Required action: Copy each entry below verbatim. Skip the pictures.

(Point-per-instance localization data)
####

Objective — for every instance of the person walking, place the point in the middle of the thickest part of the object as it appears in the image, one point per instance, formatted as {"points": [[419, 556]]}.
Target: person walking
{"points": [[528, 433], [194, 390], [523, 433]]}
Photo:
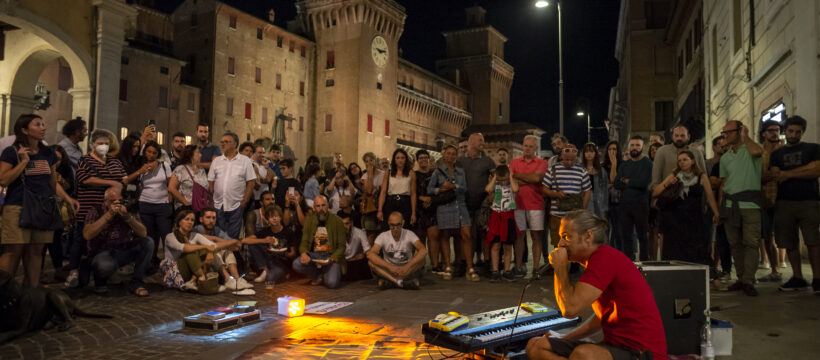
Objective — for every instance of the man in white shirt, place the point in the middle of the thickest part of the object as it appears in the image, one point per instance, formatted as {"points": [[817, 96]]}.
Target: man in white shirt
{"points": [[402, 259], [231, 179], [357, 247]]}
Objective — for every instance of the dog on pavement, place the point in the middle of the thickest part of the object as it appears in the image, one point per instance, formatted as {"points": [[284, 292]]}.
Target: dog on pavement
{"points": [[31, 309]]}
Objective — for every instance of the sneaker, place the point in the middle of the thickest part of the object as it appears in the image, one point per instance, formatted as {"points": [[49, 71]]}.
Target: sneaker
{"points": [[189, 286], [794, 284], [72, 280], [772, 277], [244, 284], [246, 292], [737, 286], [230, 283], [749, 290], [472, 276], [262, 276]]}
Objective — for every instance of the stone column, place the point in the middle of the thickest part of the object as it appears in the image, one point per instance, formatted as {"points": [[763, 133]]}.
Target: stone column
{"points": [[113, 17], [81, 106]]}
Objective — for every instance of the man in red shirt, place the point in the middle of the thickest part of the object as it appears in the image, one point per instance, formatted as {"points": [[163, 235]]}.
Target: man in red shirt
{"points": [[624, 306], [528, 171]]}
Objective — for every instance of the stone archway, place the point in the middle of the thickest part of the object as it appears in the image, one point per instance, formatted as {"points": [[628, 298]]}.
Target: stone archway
{"points": [[31, 43]]}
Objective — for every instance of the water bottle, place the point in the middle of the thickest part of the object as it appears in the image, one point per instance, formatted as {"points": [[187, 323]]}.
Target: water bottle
{"points": [[707, 352]]}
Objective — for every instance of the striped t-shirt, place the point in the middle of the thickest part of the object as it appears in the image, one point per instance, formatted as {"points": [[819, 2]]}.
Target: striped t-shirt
{"points": [[88, 195], [572, 180]]}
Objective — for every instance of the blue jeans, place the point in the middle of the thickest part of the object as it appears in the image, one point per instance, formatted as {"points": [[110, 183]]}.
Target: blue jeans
{"points": [[158, 221], [230, 221], [276, 266], [331, 273], [138, 251]]}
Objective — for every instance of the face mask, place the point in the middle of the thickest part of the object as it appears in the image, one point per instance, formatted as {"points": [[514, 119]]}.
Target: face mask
{"points": [[101, 150]]}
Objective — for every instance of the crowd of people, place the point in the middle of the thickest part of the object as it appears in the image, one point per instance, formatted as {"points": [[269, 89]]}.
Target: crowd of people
{"points": [[203, 214]]}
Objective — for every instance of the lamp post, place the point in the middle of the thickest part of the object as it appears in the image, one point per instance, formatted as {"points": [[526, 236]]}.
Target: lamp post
{"points": [[589, 129], [543, 4]]}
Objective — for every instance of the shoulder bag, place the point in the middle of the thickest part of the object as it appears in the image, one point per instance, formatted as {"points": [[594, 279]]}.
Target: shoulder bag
{"points": [[669, 195], [200, 196], [39, 212], [443, 197]]}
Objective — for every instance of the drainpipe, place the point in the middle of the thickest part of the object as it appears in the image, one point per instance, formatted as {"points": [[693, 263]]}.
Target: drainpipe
{"points": [[751, 102]]}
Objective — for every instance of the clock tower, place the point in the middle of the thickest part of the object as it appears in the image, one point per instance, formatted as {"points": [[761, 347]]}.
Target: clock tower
{"points": [[355, 74]]}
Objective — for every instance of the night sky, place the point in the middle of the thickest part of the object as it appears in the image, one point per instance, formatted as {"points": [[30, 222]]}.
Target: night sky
{"points": [[590, 68]]}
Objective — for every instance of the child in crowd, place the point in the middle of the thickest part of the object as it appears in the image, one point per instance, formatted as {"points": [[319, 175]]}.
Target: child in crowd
{"points": [[502, 228]]}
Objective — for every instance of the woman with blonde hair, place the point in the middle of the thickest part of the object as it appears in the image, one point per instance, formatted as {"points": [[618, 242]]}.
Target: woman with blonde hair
{"points": [[685, 235]]}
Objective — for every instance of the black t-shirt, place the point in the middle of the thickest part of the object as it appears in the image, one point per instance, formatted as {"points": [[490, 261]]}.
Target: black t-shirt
{"points": [[37, 173], [792, 157], [281, 191]]}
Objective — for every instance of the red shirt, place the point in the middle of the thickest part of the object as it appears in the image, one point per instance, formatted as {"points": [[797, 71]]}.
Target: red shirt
{"points": [[627, 309], [529, 196]]}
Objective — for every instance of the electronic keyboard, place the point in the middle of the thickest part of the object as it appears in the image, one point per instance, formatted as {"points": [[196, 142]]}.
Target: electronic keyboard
{"points": [[494, 329]]}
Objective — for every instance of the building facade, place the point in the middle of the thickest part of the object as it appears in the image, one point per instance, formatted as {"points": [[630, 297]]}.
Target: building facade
{"points": [[642, 102], [761, 63]]}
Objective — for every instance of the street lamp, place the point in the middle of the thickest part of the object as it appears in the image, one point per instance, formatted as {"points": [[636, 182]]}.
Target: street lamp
{"points": [[542, 4], [589, 129]]}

####

Exercise response:
Objective — for every instance of the person walking, place the point in the middle of the thickest part of the object as it appears in the image, one point per instance, formatted as {"points": [[419, 556]]}.
Target: person walking
{"points": [[528, 433], [194, 390], [523, 433]]}
Photo:
Objective — for every instance of the man in white shirt, place the point in the middle of the thickest part of the object as it appears in the image, one point per instance, formatted as {"points": [[817, 96]]}.
Target: man in white shirt
{"points": [[402, 259], [231, 179], [357, 247]]}
Objective — for every instance of the dog on pavement, place the point in the middle of the thickest part of the object as it appears in the image, one point per instance, formatted as {"points": [[284, 292]]}.
Target: dog on pavement
{"points": [[31, 309]]}
Objective — for every instance of the sneaker, place the point in the middle of the thickest part of the object as it appears in the image, one point per instance, formatted as {"points": [[49, 71]]}.
Target: sneaker
{"points": [[189, 286], [794, 284], [72, 280], [772, 277], [244, 284], [246, 292], [737, 286], [230, 283], [749, 290], [472, 276], [262, 276]]}
Objective — for every instance of the stone column, place the point in the middle of the thickest part of the object as it appears in the image, one point per instance, formatted as {"points": [[763, 133]]}.
Target: stone column
{"points": [[113, 17], [81, 106]]}
Objective — for every instance of the man in red shirt, place the point in the middle of the thickest part of the object as it appears in the image, one point per instance, formatted as {"points": [[163, 235]]}.
Target: man in red shirt
{"points": [[624, 306], [528, 171]]}
Objective — for every instance of the stone archway, place the point in the middle of the thickest part of the object as it appears in the image, one point per instance, formatted as {"points": [[628, 298]]}.
Target: stone archway
{"points": [[31, 43]]}
Objective — for every instance of the water bottle, place the point in the middle of the thickest part of the object as it appears in the image, one point per instance, formatted as {"points": [[187, 323]]}.
Target: water bottle
{"points": [[707, 352]]}
Objective — for every instance of the striped t-shirt, place the point in the middle of the thickest part of the object as it appears in the image, one point per instance, formatted as {"points": [[819, 2]]}.
Target: striped t-shirt
{"points": [[88, 195], [572, 180]]}
Objective — for every instance of the blue jeans, place the point in the middle of the thickest part of the object as it appears in the image, one point per instance, formatted as {"points": [[110, 183]]}.
Target: blue jeans
{"points": [[158, 221], [230, 221], [276, 266], [331, 273], [138, 251]]}
Objective — for every instance of the face mask, place the point in the middle of the thickest part of the object as it appears in the image, one point per instance, formatted as {"points": [[514, 119]]}.
Target: face mask
{"points": [[101, 150]]}
Objective — for every instance of the crowd of people, place the point in the middle of the thickest part of the object as it appears in the image, one point per instance, formatted as {"points": [[269, 89]]}.
Target: crowd of people
{"points": [[203, 214]]}
Objective — for every instance of the lamp post, place the point in the middle of the thickest part of the object as it appears in the image, one point per instance, formatted as {"points": [[526, 236]]}.
Target: lamp post
{"points": [[589, 129], [543, 4]]}
Objective — for every instance of the shoulder bag, place the point in the middle of the thickest part of the object as it appears in the image, one point per instance, formatted as {"points": [[594, 279]]}.
Target: shoulder bag
{"points": [[669, 195], [200, 196], [39, 212], [443, 197]]}
Objective — for every instance of the drainpipe, place the point in the middle of the thickest part of the object as it appears in the image, one point per instance, formatted as {"points": [[693, 263]]}.
Target: drainpipe
{"points": [[751, 102]]}
Objective — for every instance of the clock tower, place the point in the middle of the thickest part of the object as it appears in the image, one point per instance, formatted as {"points": [[761, 347]]}.
Target: clock tower
{"points": [[355, 74]]}
Objective — for every instance of the night sky, place the point in the middle of the thickest part of the object as it appears in the image, one point per instance, formatted as {"points": [[30, 222]]}.
Target: night sky
{"points": [[590, 68]]}
Objective — for every instance of the child in crowd, place the point in the middle of the thickest part of the object as it appears in the image, one point per instance, formatted as {"points": [[319, 175]]}.
Target: child in crowd
{"points": [[502, 228]]}
Objective — for every instance of the woman with blonde hair, place the point in the middle of the thickest part of the object as it appears in the image, one point per instance, formatted as {"points": [[618, 242]]}.
Target: woman with blonde hair
{"points": [[685, 235]]}
Objective — for every instance of the black t-shirt, place the point in the middle of the thickest part of the object as it appears in the image, one point per instance, formatted as {"points": [[490, 261]]}.
Target: black t-shirt
{"points": [[37, 173], [792, 157], [281, 191]]}
Objective — for every instance of the red shirt, place the point in the middle of the thickest part of the object as it appears in the image, one point per instance, formatted as {"points": [[797, 71]]}.
Target: red shirt
{"points": [[627, 309], [529, 196]]}
Objective — for every instance of the electronic keyboard, place the point in the middle of the thickest part of the object as it appears in the image, one point per instance, formatted as {"points": [[196, 142]]}.
Target: electronic keyboard
{"points": [[494, 329]]}
Objective — for every instance of the building facade, place the point in the middle of the thickest part of the object as it appears in the image, one point per instance, formatted as {"points": [[630, 297]]}.
Target: building facade
{"points": [[642, 102], [761, 63]]}
Objective — for every instance of the street lamp, place the point in the middle of the thickest part of the object as it appears in the image, one point per instance, formatted as {"points": [[636, 182]]}.
Target: street lamp
{"points": [[542, 4], [589, 129]]}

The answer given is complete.